§ **MATERIAL FOR THE TASK**

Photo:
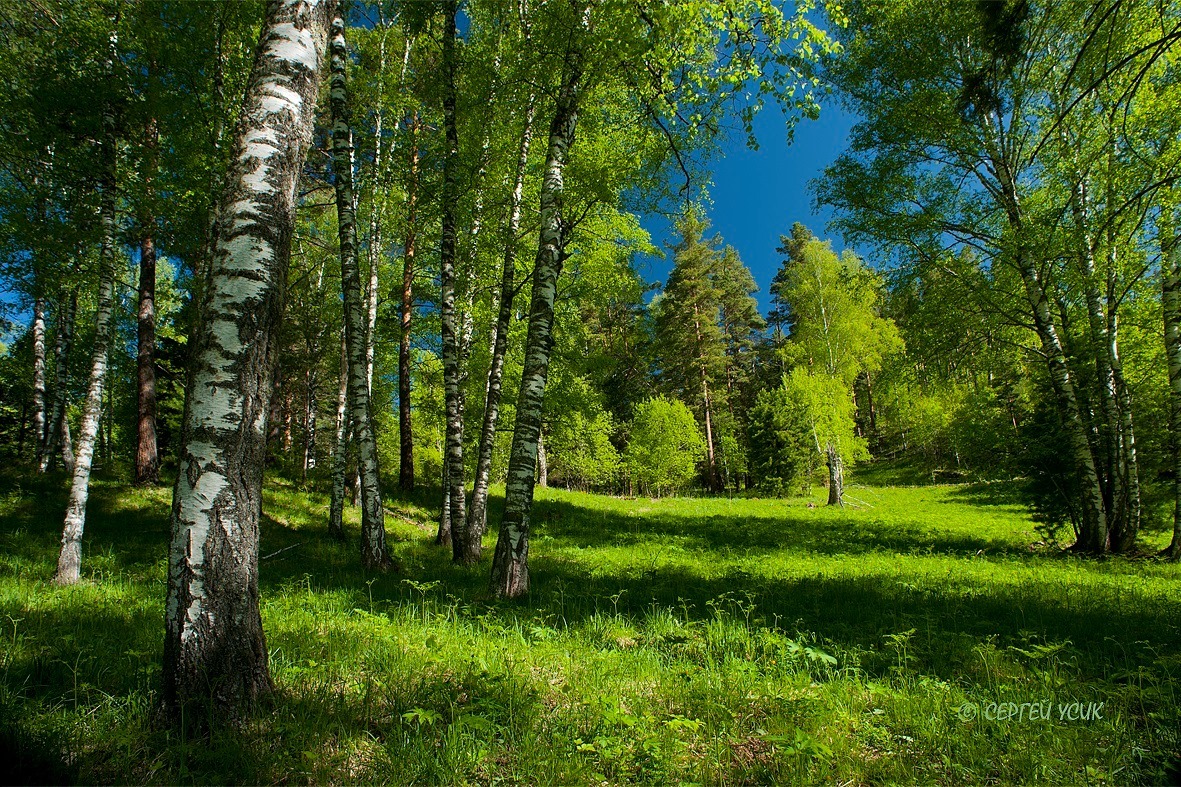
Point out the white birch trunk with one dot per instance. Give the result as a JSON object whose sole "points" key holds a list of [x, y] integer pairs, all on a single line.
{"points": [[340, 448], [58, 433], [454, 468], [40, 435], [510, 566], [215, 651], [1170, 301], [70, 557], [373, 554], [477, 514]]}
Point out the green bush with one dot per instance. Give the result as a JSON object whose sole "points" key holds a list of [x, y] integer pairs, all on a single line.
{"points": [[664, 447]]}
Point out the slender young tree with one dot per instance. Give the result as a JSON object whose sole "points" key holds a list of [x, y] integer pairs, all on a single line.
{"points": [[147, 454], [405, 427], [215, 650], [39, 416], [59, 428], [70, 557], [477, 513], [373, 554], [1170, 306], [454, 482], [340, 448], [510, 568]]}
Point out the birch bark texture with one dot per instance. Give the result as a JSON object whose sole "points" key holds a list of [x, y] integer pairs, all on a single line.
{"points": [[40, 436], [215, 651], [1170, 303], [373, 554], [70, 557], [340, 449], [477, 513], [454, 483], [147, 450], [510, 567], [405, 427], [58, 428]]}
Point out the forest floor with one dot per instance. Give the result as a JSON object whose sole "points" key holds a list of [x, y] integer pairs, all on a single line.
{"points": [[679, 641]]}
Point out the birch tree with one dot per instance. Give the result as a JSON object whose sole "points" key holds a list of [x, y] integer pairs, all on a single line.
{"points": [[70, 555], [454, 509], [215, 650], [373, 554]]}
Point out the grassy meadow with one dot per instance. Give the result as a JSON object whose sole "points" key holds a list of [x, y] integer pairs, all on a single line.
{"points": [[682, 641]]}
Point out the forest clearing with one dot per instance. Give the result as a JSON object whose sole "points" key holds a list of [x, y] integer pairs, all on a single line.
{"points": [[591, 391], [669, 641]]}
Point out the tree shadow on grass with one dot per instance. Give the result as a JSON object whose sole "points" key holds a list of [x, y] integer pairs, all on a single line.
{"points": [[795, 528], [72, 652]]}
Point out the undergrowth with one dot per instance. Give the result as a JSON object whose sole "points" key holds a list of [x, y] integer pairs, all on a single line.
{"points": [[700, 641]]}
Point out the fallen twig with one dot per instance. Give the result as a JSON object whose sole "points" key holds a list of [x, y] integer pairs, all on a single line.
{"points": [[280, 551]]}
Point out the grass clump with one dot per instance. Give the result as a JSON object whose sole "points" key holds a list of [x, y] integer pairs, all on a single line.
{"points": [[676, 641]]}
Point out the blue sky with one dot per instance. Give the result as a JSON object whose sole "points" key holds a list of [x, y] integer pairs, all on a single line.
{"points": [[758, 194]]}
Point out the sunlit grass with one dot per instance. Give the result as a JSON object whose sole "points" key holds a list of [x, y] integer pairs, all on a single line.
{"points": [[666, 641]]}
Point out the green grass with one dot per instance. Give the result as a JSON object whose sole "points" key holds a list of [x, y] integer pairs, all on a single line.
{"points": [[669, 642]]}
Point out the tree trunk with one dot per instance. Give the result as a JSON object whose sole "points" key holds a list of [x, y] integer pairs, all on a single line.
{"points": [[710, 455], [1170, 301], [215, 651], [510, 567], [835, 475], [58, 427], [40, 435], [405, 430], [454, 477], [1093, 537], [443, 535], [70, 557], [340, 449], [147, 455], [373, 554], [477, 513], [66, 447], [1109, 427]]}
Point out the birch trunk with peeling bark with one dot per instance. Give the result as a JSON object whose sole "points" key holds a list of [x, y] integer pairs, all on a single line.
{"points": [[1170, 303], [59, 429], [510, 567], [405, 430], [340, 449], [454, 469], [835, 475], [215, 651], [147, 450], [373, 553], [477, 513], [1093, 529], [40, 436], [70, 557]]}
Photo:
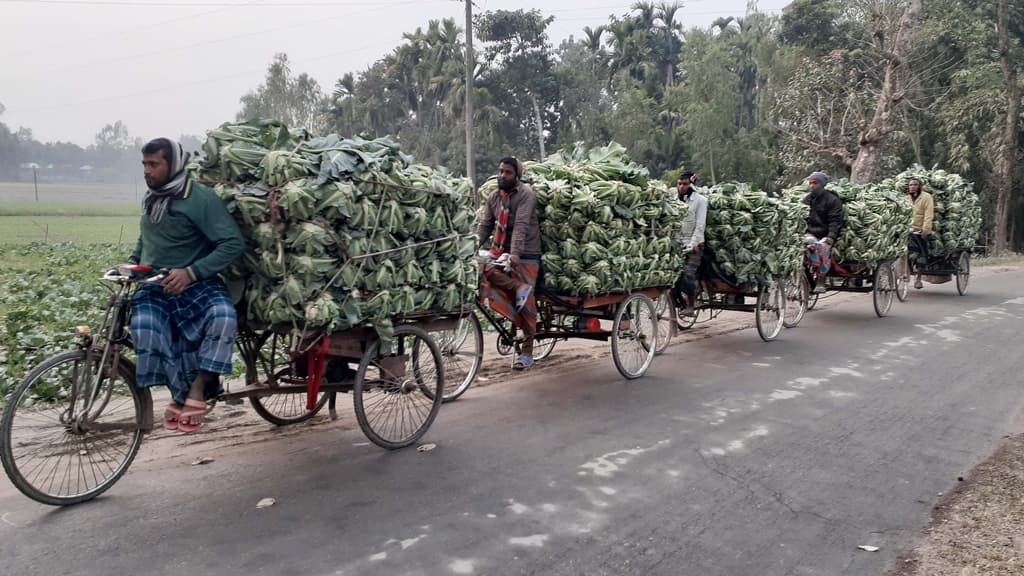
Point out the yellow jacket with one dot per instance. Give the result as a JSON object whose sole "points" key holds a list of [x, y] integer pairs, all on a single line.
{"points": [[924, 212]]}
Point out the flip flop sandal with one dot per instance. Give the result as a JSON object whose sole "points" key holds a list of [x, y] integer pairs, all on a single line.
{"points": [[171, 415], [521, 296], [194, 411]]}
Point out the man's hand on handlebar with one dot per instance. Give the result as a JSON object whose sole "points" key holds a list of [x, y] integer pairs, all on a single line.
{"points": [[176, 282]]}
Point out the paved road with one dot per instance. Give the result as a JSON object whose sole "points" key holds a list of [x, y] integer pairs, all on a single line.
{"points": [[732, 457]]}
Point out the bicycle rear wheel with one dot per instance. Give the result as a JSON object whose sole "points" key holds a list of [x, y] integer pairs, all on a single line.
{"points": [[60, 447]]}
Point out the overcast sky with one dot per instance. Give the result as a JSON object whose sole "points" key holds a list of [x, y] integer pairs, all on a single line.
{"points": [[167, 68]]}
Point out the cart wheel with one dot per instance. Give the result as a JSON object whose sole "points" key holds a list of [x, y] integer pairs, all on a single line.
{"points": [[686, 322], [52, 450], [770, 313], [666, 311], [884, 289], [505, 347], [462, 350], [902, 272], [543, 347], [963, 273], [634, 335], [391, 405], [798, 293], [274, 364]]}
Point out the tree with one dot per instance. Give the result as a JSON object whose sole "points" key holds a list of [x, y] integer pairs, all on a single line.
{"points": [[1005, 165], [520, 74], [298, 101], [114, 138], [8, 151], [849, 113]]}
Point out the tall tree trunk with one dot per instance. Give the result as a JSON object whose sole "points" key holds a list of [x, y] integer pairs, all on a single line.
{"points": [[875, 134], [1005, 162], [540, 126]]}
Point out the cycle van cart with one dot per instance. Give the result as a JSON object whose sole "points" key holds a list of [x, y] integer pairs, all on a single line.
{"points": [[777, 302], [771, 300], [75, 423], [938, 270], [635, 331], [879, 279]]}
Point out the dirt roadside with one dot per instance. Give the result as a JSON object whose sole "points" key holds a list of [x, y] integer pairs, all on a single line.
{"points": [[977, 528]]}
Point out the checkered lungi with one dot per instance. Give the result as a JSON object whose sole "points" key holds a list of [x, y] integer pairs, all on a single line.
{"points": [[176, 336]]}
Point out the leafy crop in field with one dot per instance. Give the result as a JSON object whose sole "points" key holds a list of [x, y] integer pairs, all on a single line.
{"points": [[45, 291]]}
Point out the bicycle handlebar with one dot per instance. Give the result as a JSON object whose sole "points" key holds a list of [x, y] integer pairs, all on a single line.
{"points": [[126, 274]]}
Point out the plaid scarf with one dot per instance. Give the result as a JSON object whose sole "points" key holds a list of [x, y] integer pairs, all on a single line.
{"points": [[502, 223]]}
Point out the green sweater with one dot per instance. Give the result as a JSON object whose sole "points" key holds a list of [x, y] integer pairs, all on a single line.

--

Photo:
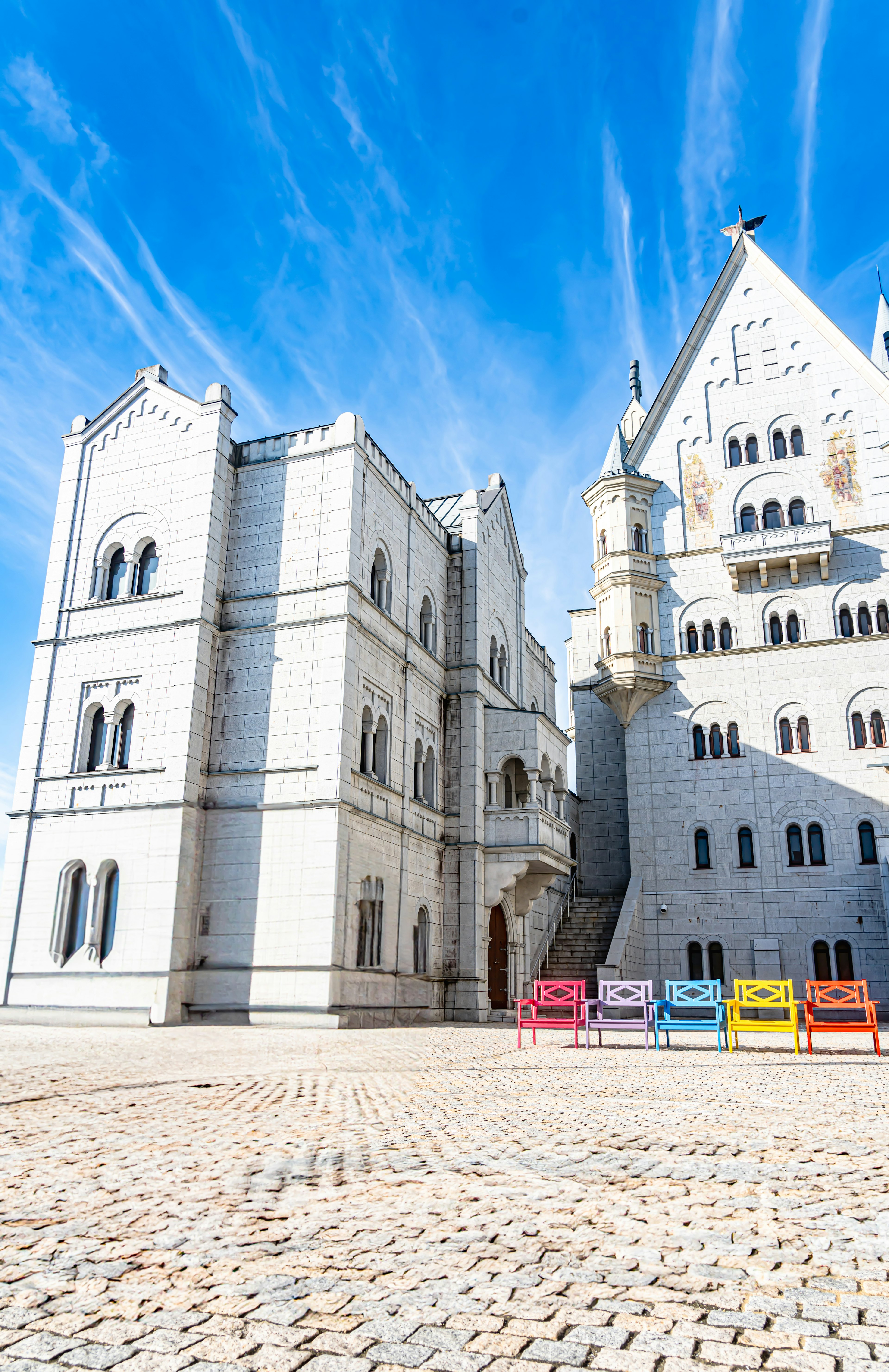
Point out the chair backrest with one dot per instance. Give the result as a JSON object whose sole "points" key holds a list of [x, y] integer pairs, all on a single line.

* * *

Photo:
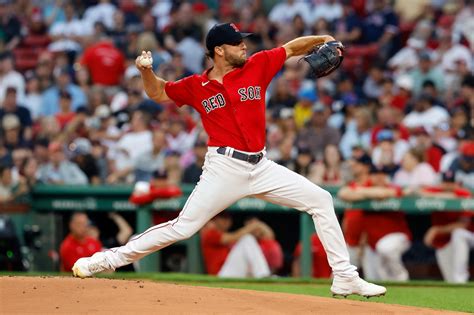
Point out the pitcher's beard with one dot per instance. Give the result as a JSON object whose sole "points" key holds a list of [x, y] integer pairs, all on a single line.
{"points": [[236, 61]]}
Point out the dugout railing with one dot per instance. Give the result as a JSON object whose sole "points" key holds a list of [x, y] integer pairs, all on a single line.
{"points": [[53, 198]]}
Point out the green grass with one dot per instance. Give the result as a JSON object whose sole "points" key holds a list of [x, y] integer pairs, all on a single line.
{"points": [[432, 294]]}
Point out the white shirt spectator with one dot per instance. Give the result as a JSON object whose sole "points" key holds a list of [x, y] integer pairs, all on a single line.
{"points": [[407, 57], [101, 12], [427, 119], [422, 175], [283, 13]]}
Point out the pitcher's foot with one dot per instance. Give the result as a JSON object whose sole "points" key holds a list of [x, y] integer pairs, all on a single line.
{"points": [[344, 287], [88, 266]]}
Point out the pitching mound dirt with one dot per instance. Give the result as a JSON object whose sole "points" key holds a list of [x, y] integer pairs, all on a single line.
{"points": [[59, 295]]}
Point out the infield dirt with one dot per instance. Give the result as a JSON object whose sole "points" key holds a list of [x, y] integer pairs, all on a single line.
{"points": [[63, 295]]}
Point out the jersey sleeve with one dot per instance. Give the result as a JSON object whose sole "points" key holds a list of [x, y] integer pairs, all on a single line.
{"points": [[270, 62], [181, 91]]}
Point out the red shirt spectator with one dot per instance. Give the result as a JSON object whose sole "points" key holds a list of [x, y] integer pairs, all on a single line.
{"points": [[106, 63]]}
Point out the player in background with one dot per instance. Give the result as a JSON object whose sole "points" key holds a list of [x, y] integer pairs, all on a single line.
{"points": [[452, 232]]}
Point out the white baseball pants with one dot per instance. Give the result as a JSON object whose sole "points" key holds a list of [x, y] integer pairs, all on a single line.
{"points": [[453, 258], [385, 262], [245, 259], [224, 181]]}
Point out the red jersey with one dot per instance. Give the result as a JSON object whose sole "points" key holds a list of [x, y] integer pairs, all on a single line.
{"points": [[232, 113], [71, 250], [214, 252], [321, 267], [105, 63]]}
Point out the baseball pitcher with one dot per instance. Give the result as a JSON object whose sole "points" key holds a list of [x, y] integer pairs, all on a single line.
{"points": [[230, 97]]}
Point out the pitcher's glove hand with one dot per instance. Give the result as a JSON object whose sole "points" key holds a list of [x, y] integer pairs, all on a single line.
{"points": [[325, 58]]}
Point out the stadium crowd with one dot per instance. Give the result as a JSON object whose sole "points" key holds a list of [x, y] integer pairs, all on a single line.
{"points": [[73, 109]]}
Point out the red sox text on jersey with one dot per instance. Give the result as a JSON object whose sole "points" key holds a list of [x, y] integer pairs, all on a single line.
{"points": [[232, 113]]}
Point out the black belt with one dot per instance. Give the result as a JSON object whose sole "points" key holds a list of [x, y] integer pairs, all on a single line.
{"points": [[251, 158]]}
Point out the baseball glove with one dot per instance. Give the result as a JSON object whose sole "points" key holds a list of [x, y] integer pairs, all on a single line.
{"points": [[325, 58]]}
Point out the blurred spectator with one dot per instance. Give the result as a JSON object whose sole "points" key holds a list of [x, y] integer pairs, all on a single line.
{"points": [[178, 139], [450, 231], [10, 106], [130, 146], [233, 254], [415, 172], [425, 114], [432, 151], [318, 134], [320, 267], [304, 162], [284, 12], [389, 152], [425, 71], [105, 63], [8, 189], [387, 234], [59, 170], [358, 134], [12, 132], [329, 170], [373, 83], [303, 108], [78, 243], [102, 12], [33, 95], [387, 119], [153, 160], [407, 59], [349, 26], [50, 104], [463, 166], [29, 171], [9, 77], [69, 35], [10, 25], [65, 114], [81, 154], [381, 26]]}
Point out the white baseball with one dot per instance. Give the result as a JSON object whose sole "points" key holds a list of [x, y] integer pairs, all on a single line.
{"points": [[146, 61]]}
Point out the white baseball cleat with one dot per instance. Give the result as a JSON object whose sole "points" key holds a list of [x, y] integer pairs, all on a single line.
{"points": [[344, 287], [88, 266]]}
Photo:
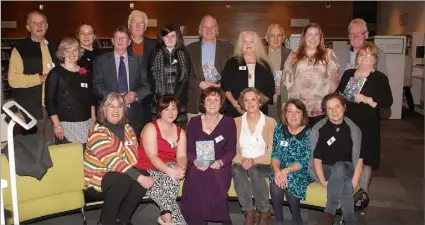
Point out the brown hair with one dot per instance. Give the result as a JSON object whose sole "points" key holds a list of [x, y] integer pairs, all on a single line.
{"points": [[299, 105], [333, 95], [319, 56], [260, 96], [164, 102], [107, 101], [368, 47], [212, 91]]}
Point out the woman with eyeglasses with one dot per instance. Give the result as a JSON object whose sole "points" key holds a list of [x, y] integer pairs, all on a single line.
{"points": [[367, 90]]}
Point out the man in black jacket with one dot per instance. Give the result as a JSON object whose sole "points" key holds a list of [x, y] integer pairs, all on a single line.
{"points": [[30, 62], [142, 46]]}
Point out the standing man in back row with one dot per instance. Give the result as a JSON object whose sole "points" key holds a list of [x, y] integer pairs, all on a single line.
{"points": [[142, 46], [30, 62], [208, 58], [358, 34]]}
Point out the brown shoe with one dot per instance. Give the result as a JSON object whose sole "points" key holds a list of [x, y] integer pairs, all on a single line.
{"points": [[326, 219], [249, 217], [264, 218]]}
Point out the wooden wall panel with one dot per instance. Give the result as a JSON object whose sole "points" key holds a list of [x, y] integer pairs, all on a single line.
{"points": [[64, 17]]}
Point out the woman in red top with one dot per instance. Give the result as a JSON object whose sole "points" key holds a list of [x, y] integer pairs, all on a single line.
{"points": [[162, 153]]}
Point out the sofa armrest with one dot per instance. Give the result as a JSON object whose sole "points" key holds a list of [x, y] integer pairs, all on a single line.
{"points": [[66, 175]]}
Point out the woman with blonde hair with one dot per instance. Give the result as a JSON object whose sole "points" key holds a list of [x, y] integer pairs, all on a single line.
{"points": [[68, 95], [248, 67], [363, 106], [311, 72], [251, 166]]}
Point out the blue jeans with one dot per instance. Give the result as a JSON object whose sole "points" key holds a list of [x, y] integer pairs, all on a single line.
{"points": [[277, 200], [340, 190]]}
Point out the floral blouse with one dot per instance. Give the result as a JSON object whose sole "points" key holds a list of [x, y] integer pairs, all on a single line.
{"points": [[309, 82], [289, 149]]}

§ **TASK OBJECTIVE**
Retype, unchanged, the lines above from the line with "Point out the bicycle handlebar" through the line with "Point out the green sweater", both included.

§ **ANSWER FOR THIS EXERCISE**
Point out the bicycle handlebar with one dot per instance. Give the result as a JSON object whose sole "points" key holds a list of [x, y] integer pairs, all on a single line.
{"points": [[126, 274]]}
Point out the plaid scarf with one dot per instance. Give the result as a JSON object whose sole "points" key holds a list of [x, y] integer pairs, all on a single line.
{"points": [[502, 223]]}
Point out the green sweater with one dot per instance. Give the result as a JSON object whose sole "points" key holds a list of [x, y] integer pairs, all on a single line.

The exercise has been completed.